**** Page excerpt
Entry Info

15th (Sun)
Aug 2010

[day115] Some meetings at Hama

As I enjoyed Damascus fully, I decided to go to the next destination, Hama, located in the northern part of Syria. Many travellers stay there long time for its convenience as a location to the other important sites around the area although the town itself has only huge waterwheels for the tourists' attraction. The long distance coach was quite comfortable. It has only 3 columns(1:2) and I could sit on the one without neighbours. After feeling drowsy for 3 hours, I noticed the bus arrived at Hama.

The best cheap hotel in the Middle East

I checked in to the Riad Hotel recommended by Iyo that I met in Damascus. According to her, many travellers praise the hotel as the best cheap accommodation in the Middle East. As it would be safe, unusually I made a reservation by email beforehand. (Though they don't have a website, you can contact with them by email "") In fact, the quality of the hotel was quite high. Although I would argue the accommodation in Damascus had a better atmosphere since the Riad Hotel is in an ordinary building, I liked this hotel very much for its absolute cleanness. The price for a single room with no bathroom was only 600SYP(13USD). Though it was quite a small room with a single bed and a little desk, it looked enough for one person. Incidentally, the ensuite double room even had a private fridge, which is quite rare in this class. I can recommend this room to couples who are travelling.
********
**Exercise:**
Retype the passage of the Hama travel entry that opens with the words "As I enjoyed" and closes with "arrived at Hama.", keeping every character unchanged. The rows that come next are drawn from a separate source.
**** Dataset rows
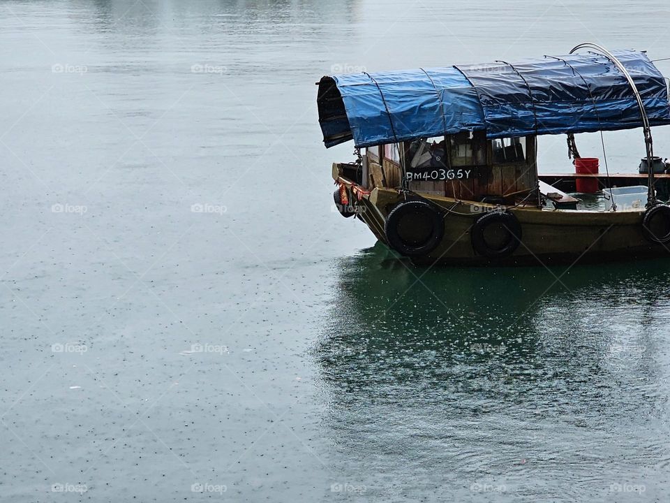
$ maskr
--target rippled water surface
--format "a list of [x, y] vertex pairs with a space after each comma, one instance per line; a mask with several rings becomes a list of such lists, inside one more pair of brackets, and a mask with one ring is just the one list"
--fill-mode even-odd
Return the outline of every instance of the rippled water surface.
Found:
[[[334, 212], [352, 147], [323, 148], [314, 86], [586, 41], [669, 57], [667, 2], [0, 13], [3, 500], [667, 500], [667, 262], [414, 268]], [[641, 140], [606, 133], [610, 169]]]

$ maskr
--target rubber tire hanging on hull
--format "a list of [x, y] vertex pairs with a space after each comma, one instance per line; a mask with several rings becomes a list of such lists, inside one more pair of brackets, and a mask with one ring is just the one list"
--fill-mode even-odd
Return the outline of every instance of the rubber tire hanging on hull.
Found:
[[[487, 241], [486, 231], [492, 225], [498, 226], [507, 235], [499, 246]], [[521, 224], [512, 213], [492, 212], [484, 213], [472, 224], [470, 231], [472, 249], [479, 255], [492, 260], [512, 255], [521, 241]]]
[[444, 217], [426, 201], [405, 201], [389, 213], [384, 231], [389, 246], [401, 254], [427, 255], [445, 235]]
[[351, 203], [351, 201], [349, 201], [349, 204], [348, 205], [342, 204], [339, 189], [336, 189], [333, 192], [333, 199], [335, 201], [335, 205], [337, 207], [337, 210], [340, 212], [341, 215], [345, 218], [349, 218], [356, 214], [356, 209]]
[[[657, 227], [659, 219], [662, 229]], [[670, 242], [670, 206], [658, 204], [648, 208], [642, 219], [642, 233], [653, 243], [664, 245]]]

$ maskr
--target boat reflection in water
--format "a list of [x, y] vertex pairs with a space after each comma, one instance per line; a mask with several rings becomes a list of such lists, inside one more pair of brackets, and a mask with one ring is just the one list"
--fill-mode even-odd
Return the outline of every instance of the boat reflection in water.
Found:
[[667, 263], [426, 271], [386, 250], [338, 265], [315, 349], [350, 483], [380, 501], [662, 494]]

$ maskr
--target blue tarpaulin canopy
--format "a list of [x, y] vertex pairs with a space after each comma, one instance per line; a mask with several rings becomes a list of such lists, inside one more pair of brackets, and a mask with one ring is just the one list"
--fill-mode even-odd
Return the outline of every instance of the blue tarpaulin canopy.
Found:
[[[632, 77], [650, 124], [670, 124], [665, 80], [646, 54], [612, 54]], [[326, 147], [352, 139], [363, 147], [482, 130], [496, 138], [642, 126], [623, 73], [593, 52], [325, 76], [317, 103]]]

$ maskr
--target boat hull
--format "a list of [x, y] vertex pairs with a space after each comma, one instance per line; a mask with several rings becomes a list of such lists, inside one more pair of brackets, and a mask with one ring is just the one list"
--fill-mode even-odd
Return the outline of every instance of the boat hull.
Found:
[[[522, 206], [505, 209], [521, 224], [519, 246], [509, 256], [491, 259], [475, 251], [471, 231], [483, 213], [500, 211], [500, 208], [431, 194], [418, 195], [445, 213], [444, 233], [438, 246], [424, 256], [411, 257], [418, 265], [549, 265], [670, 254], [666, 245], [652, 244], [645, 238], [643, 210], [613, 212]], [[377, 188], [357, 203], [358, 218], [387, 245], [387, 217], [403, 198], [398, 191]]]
********
**** Dataset rows
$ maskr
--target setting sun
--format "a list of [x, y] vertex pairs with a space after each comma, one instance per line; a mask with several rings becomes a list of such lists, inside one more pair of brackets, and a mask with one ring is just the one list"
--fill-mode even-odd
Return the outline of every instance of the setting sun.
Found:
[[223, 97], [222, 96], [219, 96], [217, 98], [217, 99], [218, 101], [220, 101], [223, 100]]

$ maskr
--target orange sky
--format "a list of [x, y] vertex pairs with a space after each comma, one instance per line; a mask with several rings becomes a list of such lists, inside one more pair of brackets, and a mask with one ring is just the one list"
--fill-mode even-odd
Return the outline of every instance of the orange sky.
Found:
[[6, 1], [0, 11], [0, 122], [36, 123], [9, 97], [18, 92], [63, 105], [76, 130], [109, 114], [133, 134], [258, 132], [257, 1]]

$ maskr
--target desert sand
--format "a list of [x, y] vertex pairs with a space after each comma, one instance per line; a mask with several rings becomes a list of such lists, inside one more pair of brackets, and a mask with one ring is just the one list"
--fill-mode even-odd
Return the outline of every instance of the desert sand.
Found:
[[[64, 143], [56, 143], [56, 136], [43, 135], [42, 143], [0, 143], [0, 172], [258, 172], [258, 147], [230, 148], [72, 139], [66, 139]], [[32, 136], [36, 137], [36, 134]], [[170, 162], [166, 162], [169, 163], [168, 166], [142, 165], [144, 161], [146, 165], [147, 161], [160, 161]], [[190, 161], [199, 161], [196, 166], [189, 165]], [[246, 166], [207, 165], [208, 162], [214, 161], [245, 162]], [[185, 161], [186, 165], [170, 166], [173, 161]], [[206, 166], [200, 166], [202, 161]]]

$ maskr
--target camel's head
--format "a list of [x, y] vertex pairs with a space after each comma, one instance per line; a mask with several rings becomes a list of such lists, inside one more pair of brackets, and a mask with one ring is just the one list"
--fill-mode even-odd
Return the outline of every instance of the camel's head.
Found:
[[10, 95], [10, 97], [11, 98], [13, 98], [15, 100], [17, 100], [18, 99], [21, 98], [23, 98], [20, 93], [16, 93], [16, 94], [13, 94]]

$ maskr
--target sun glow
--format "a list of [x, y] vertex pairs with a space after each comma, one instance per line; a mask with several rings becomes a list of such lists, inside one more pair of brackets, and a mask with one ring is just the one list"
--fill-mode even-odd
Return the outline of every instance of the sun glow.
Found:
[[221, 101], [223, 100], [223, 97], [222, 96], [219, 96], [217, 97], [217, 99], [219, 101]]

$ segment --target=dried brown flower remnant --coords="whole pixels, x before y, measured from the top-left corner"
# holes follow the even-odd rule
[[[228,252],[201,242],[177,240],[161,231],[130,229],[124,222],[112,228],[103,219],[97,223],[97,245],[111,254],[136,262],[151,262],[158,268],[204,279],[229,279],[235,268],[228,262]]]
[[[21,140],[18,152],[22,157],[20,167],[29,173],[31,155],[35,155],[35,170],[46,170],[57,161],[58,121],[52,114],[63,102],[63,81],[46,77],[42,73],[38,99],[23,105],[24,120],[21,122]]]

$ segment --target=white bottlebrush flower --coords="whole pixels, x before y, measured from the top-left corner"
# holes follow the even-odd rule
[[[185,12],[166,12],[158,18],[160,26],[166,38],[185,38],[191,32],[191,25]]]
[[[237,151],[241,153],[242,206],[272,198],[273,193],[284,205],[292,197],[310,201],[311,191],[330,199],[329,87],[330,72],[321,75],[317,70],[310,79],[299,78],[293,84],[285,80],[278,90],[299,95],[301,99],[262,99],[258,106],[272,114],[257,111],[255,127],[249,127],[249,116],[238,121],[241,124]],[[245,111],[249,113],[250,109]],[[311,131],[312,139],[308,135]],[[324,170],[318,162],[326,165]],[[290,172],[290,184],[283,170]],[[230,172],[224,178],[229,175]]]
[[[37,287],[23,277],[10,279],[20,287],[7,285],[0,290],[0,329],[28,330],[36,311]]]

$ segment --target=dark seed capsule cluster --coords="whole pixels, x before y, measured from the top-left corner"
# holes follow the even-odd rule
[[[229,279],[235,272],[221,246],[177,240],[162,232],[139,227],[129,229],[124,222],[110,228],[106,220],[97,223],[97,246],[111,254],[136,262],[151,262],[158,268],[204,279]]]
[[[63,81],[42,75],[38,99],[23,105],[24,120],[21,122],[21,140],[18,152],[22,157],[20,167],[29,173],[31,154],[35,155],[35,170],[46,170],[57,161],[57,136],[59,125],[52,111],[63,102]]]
********
**Solution below:**
As I enjoyed Damascus fully, I decided to go to the next destination, Hama, located in the northern part of Syria. Many travellers stay there long time for its convenience as a location to the other important sites around the area although the town itself has only huge waterwheels for the tourists' attraction. The long distance coach was quite comfortable. It has only 3 columns(1:2) and I could sit on the one without neighbours. After feeling drowsy for 3 hours, I noticed the bus arrived at Hama.